Dataset entries:
◆ ◆ ◆ ◆

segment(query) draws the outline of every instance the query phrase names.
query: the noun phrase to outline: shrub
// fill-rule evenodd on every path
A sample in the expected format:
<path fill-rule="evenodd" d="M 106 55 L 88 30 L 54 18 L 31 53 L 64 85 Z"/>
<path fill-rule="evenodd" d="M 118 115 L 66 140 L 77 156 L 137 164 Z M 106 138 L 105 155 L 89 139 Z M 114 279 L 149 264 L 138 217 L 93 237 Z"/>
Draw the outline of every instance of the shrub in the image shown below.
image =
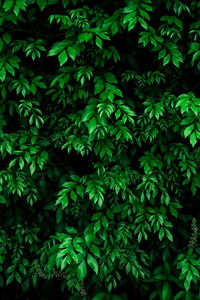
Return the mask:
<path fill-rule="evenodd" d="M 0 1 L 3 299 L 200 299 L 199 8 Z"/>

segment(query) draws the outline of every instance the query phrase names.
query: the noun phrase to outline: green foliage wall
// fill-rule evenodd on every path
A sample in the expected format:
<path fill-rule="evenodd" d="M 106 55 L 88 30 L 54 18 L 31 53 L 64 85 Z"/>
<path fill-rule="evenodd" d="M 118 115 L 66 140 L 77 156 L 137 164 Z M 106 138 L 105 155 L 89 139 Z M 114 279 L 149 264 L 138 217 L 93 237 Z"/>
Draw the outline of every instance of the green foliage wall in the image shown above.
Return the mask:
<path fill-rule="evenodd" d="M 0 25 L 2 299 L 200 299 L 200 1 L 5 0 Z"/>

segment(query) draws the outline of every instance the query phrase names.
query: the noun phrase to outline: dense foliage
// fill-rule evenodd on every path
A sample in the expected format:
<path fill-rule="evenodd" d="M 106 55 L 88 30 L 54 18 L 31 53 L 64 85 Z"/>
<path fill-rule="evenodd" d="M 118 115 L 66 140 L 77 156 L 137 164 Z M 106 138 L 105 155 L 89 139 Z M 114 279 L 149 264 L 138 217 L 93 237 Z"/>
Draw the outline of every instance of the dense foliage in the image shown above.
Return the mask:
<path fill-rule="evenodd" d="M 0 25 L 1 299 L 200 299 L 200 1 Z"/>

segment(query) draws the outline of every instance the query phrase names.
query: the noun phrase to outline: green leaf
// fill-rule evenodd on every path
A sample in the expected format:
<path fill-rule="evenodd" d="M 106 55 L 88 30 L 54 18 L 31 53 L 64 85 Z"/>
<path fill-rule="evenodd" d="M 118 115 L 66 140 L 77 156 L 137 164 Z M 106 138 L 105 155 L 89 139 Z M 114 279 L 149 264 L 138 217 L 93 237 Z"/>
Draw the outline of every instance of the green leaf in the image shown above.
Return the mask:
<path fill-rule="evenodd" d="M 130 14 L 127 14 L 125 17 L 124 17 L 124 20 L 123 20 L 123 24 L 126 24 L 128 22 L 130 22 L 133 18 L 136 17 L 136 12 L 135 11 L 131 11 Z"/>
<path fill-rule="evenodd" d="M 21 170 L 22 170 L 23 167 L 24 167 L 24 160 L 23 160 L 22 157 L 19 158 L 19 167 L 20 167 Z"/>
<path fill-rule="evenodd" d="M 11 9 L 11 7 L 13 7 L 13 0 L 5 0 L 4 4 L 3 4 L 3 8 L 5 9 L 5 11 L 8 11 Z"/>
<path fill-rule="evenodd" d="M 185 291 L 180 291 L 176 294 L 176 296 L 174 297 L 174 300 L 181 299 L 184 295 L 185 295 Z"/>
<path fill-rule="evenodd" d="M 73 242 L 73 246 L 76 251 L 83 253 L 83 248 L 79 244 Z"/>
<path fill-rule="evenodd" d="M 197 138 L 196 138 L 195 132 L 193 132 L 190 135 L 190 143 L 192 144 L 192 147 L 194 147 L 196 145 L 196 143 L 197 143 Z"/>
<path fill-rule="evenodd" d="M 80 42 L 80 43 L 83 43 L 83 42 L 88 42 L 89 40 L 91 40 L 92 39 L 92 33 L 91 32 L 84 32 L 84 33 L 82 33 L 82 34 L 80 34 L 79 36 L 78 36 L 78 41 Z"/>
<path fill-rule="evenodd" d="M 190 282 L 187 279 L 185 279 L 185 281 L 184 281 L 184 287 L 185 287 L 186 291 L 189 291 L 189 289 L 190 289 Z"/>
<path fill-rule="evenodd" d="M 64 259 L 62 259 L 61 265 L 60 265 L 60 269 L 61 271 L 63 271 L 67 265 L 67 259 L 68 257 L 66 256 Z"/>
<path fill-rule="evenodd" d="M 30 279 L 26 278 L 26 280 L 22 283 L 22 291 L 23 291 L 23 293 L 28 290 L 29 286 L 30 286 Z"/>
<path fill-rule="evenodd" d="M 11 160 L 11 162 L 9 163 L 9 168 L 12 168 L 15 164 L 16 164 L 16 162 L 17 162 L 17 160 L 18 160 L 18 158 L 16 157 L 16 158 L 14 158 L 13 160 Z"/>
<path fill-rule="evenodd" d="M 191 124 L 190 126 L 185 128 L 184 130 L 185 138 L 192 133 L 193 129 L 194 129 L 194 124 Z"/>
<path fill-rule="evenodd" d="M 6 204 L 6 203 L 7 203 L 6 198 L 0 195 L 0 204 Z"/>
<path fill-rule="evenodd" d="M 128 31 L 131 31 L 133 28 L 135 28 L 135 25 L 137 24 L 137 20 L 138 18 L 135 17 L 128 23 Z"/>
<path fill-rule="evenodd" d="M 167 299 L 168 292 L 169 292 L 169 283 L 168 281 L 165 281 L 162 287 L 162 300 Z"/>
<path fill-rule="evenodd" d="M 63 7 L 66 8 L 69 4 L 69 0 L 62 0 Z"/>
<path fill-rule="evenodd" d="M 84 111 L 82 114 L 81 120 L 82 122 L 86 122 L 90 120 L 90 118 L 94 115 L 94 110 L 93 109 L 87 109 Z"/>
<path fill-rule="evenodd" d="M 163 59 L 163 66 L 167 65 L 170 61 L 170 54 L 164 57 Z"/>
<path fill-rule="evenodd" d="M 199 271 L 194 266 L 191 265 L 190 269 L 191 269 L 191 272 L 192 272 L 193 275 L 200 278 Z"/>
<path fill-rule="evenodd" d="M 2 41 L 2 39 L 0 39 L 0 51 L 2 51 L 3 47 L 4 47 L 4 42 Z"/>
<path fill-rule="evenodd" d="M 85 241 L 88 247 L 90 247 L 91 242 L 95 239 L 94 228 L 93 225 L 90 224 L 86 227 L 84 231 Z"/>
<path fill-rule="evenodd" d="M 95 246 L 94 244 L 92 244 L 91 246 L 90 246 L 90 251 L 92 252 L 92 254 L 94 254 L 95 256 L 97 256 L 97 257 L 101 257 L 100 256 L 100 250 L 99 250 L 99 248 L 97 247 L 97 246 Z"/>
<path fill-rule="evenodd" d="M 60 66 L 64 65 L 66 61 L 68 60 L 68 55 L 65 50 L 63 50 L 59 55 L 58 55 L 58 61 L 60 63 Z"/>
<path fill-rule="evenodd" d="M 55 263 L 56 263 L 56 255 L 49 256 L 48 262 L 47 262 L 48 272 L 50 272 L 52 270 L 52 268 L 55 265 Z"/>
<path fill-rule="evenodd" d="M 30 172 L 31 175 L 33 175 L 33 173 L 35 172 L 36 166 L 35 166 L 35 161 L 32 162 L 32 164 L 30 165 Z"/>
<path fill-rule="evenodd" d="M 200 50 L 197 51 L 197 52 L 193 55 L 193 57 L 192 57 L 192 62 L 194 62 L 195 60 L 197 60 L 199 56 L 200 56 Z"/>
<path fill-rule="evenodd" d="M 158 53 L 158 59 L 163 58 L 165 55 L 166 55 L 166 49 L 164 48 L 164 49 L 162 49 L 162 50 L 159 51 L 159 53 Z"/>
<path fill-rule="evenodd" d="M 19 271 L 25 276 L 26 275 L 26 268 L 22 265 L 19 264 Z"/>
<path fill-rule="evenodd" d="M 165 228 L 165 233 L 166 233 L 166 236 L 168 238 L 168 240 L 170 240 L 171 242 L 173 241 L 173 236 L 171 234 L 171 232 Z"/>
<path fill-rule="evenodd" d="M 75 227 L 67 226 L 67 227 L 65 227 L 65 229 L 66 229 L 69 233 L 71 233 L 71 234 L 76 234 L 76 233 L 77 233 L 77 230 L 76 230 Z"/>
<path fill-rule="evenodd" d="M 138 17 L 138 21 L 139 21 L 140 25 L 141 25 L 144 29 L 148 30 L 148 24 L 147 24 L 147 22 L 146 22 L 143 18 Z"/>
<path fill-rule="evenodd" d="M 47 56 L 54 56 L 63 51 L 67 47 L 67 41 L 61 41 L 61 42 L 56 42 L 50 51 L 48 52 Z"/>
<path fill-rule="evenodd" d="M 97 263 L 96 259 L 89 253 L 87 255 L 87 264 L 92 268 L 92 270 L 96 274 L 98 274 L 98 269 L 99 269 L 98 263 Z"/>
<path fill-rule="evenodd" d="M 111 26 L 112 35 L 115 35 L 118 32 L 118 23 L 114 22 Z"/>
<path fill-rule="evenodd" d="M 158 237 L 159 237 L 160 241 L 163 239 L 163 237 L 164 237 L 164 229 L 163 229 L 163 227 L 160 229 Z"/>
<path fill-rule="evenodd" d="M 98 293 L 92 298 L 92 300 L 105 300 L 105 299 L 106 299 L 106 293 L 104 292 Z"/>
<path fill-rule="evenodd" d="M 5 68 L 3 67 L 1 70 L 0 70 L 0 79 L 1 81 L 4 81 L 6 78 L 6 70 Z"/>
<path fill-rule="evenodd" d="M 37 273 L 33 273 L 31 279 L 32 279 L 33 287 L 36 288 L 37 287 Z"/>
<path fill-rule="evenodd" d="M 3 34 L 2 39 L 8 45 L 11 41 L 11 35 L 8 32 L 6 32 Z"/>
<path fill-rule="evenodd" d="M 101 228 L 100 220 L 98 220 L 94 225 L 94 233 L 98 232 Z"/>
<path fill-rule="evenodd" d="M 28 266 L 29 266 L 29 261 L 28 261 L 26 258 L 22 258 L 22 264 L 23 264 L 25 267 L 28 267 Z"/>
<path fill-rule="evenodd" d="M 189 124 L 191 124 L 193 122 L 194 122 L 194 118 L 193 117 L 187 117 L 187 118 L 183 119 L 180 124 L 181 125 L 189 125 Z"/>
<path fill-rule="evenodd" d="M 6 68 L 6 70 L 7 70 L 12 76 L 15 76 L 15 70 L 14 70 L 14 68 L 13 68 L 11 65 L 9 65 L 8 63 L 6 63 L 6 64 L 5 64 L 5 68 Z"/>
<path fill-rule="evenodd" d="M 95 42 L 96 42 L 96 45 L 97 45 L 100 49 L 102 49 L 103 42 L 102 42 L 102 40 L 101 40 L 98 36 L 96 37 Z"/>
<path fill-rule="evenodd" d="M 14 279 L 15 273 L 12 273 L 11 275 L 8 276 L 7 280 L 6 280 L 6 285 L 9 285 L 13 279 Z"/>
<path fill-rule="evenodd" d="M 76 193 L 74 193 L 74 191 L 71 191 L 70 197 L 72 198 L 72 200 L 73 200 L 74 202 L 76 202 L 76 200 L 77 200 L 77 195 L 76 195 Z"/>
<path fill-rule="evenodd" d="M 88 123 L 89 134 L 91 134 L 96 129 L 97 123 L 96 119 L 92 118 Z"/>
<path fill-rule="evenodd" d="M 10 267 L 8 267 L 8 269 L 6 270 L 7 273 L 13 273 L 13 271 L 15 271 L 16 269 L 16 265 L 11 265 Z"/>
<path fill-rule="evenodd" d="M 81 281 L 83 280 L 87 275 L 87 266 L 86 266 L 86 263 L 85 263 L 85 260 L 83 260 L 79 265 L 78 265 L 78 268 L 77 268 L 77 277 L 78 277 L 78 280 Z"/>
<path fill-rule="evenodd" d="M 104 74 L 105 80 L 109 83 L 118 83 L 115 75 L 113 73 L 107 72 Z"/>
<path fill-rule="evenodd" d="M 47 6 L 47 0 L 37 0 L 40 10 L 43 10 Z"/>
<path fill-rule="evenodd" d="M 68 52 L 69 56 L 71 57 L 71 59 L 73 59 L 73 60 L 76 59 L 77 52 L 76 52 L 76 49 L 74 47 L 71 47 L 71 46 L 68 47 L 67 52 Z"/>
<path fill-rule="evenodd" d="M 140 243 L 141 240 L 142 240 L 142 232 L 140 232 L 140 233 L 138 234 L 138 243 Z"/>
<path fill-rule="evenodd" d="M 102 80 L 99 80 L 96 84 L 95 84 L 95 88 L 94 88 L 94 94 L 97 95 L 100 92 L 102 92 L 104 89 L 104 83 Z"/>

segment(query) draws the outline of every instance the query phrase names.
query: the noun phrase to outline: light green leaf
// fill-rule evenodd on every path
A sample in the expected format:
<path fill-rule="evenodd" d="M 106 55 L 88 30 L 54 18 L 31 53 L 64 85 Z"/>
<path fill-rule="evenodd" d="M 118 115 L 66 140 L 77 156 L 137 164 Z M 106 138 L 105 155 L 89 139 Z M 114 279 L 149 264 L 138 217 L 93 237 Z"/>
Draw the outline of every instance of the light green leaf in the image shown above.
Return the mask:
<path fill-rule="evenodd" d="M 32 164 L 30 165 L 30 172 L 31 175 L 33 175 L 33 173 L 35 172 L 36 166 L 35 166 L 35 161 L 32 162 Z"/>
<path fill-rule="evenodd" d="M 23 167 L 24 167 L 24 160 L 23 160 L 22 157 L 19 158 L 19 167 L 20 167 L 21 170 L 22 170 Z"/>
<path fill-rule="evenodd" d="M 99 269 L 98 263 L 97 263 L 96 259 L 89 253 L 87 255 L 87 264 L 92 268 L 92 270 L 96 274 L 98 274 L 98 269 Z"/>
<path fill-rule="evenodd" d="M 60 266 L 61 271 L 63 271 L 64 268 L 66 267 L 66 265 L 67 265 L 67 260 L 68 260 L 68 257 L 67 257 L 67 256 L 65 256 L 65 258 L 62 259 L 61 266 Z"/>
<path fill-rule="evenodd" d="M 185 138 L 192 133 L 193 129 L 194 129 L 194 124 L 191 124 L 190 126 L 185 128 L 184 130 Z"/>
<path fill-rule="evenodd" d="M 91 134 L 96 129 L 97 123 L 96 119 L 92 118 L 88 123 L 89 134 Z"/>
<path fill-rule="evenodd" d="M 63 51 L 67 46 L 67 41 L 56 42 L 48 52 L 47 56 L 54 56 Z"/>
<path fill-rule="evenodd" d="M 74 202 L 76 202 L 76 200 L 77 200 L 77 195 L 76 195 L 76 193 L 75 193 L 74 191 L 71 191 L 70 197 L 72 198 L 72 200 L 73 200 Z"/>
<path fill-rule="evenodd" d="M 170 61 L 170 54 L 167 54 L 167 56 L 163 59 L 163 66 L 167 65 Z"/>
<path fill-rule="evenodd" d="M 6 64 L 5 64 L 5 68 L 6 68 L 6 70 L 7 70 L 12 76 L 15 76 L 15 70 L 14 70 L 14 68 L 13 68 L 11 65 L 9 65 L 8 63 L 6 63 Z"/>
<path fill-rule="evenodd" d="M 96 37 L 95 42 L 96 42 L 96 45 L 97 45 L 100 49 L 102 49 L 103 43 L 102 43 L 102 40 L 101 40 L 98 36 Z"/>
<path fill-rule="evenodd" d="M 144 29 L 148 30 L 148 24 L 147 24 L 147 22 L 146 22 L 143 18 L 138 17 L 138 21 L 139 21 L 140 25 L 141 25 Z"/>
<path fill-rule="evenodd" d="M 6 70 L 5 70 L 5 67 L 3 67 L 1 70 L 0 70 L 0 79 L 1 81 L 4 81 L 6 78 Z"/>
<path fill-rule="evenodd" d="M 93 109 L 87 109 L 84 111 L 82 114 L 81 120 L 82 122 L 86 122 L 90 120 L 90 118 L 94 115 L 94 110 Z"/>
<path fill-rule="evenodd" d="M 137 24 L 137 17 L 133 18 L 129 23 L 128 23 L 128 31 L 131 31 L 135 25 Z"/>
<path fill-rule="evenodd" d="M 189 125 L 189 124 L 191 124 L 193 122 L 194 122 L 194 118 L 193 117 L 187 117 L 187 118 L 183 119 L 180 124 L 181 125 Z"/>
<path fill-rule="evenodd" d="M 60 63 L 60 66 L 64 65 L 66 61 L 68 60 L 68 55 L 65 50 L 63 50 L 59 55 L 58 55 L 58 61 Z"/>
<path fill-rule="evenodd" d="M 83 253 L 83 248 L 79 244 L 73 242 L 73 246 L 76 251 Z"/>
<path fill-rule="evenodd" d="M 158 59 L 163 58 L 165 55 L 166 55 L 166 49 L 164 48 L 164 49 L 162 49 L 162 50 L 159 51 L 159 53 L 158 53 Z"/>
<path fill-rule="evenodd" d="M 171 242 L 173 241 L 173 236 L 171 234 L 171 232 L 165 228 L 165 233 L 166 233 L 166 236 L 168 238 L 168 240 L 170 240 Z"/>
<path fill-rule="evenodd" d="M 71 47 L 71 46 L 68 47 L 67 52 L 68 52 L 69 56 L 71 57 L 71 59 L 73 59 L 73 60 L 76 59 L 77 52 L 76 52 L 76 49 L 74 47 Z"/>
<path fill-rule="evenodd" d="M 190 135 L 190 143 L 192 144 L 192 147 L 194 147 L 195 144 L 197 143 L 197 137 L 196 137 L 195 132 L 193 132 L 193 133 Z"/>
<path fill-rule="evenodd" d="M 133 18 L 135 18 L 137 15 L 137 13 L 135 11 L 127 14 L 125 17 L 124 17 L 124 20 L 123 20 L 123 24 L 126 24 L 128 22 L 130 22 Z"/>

◆ ◆ ◆ ◆

> _To do_
Within the data, tally each line containing the string "wall". Answer with the number by itself.

> _Answer to the problem_
2